Filter the records below, keeping only lines with the string "Annotation".

--- Dataset records ---

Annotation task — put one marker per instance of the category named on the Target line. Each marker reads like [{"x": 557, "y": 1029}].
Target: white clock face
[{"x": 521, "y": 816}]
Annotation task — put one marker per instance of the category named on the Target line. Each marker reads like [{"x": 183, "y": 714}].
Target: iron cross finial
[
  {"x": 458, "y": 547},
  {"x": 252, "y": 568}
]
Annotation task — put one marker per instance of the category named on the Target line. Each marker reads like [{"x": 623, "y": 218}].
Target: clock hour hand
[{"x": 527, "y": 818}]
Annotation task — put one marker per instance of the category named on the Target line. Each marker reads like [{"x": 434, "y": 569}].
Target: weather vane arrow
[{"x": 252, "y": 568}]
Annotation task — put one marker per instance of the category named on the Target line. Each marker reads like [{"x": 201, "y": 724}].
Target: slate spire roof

---

= Expected output =
Annotation task — put one marker per instance of the category named on the Target line. Each marker reads like [{"x": 557, "y": 1029}].
Annotation task — put one marker per instance of the category named on the Target line. Each marker reads like [{"x": 183, "y": 714}].
Annotation task — put one marker per instance of the category named on the Target line. Each marker reads like [{"x": 623, "y": 218}].
Annotation task — put one marker per instance of the category named on the Target line. Each marker reads like [{"x": 434, "y": 569}].
Annotation task — put one marker per instance of the category named on the Target line. Each marker reads like [{"x": 201, "y": 724}].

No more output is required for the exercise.